Records from a collection
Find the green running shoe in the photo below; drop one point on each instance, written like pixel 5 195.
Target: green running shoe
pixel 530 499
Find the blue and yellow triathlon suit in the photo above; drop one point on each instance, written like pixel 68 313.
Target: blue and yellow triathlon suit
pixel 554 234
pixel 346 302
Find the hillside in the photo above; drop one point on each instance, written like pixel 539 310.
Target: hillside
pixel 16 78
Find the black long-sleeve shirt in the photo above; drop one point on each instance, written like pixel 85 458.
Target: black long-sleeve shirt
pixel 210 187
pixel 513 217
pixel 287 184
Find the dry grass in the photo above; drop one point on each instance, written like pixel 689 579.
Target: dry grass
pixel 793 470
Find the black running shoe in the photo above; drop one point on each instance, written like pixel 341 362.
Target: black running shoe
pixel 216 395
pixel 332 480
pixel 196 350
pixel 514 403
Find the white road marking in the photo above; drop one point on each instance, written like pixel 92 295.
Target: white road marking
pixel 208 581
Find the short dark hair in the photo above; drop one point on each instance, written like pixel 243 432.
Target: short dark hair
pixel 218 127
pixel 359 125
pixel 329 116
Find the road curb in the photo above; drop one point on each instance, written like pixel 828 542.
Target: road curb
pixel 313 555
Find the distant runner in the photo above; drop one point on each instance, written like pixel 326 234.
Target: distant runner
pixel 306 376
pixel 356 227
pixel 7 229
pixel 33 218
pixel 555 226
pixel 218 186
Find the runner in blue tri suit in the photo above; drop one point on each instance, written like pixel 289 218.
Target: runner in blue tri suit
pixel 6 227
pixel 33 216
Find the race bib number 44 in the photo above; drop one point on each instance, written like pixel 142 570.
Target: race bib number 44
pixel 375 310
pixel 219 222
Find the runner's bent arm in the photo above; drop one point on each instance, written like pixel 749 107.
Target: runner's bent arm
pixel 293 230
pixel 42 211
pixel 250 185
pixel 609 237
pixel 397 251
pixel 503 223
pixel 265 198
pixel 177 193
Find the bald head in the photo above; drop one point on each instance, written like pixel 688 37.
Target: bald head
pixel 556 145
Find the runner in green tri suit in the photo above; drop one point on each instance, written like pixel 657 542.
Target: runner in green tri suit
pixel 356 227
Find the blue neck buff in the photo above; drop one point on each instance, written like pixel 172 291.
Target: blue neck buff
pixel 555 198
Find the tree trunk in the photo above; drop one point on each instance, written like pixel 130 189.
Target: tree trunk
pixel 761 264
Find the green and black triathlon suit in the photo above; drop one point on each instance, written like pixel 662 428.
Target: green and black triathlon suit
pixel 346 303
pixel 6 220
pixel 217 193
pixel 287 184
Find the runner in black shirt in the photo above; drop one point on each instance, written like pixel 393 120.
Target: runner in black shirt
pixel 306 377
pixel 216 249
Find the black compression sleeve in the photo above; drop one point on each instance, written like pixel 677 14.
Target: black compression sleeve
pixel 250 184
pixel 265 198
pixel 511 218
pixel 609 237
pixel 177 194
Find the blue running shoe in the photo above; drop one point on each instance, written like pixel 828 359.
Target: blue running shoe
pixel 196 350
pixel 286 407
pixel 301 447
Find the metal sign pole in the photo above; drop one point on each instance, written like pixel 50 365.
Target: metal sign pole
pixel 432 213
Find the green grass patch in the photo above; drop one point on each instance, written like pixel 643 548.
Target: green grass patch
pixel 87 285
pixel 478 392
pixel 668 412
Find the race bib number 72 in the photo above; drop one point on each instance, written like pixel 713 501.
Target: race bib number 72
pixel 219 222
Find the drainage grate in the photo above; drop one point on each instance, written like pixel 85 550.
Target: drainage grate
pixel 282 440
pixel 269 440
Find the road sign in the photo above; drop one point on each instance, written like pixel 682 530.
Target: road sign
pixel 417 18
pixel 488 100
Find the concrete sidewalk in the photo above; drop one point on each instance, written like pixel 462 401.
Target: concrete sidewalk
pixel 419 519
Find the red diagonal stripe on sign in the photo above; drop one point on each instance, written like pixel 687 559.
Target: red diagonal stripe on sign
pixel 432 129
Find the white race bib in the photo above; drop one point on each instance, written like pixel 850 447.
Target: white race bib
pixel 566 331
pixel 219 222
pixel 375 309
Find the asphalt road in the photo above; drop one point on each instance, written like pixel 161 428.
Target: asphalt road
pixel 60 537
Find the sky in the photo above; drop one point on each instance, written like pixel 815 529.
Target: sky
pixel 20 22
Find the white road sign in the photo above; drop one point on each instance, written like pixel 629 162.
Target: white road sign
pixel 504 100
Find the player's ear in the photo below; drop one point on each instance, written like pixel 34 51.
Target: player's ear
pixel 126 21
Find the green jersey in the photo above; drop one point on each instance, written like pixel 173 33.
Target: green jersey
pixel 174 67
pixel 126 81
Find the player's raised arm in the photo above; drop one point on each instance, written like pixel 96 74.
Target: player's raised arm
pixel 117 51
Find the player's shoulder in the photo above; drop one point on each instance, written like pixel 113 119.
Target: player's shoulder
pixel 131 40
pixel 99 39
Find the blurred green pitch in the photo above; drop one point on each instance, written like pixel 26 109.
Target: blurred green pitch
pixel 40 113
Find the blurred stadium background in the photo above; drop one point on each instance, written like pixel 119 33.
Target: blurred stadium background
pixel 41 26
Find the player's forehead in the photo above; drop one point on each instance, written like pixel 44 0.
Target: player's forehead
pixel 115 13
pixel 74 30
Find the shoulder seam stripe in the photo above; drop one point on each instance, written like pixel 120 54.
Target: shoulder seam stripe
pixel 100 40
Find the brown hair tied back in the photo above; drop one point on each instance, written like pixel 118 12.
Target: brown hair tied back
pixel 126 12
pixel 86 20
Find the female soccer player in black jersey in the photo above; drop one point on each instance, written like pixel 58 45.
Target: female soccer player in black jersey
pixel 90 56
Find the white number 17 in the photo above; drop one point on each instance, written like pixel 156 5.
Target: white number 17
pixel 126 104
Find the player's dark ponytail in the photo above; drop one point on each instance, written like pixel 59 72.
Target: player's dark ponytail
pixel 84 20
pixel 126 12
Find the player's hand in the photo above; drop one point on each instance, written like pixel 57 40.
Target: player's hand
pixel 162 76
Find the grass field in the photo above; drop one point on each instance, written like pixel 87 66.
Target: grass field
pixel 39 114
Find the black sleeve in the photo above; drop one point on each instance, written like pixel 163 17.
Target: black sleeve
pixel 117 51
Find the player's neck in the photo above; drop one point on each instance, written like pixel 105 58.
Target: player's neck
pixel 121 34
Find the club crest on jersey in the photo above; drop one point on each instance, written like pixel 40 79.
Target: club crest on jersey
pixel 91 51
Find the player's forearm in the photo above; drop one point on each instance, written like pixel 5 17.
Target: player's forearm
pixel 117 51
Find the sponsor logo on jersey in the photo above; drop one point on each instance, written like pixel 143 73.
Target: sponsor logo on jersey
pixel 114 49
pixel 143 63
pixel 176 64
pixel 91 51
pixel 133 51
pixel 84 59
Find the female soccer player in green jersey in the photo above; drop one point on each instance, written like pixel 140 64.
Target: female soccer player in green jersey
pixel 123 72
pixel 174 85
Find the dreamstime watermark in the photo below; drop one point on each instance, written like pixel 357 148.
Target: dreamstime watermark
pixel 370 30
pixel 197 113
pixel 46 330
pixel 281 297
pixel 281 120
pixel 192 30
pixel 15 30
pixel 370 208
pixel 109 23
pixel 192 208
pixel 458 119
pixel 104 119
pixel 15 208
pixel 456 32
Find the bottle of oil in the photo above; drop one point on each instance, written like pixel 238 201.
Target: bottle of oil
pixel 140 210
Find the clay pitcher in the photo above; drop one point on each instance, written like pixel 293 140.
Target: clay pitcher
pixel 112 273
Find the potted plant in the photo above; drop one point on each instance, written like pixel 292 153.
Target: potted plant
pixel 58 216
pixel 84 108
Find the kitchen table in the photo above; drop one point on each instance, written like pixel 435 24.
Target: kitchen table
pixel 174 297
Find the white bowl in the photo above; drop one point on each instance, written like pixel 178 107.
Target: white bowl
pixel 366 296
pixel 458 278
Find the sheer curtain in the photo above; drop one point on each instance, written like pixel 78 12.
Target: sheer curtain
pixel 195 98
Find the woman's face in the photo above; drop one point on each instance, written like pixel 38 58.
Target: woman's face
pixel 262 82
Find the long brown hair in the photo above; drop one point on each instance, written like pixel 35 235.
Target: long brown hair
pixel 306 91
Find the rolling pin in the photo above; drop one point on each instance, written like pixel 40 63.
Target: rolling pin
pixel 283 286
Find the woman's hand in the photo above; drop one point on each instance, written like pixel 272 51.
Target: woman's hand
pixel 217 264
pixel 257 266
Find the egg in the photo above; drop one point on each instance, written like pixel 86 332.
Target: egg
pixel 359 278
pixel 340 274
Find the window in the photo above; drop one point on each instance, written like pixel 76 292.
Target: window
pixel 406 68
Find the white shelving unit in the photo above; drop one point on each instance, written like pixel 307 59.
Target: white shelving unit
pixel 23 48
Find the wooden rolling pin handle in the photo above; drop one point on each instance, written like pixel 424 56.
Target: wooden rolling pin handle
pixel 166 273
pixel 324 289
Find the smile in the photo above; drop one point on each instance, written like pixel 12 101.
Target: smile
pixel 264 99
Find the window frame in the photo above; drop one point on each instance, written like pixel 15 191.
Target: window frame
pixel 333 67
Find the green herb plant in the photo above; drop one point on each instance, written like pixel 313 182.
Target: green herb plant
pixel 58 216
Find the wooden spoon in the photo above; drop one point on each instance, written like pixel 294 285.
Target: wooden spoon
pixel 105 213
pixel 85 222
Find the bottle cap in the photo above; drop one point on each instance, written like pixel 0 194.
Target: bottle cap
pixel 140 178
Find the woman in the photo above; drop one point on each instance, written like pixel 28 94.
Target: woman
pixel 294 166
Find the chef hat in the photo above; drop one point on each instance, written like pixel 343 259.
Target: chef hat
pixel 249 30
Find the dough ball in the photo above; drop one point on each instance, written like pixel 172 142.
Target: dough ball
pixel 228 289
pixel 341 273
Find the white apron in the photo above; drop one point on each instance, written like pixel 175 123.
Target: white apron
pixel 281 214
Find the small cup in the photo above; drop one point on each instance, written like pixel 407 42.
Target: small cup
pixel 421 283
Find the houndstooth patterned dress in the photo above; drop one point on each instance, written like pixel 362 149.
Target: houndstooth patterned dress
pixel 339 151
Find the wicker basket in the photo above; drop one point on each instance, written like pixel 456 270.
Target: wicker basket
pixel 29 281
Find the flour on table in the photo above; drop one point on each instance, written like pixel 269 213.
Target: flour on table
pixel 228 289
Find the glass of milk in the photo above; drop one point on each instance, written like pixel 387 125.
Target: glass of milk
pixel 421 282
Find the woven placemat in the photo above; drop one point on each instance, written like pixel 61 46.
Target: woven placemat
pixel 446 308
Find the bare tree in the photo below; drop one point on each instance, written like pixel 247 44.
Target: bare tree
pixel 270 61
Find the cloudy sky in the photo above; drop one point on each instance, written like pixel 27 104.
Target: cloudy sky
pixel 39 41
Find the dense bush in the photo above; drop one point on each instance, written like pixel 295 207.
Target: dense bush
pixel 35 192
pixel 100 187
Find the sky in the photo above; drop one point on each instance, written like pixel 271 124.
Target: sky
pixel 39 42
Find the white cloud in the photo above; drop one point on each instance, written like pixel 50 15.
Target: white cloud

## Task prompt
Please reproduce exactly the lines from the first one of the records above through the line containing "Find the black long-sleeve", both included, and nothing else.

## Reply
Find the green running shoe in the photo below; drop one point on each instance, written like pixel 5 195.
Target: green running shoe
pixel 530 499
Find the blue and yellow triathlon suit in the photo above; drop one point on each instance, written like pixel 68 313.
Target: blue and yellow triathlon suit
pixel 554 234
pixel 346 302
Find the hillside in the photo above; drop one point on each instance, written like pixel 539 310.
Target: hillside
pixel 16 78
Find the black long-sleeve shirt in the photo above; drop one point on each instance, written like pixel 85 458.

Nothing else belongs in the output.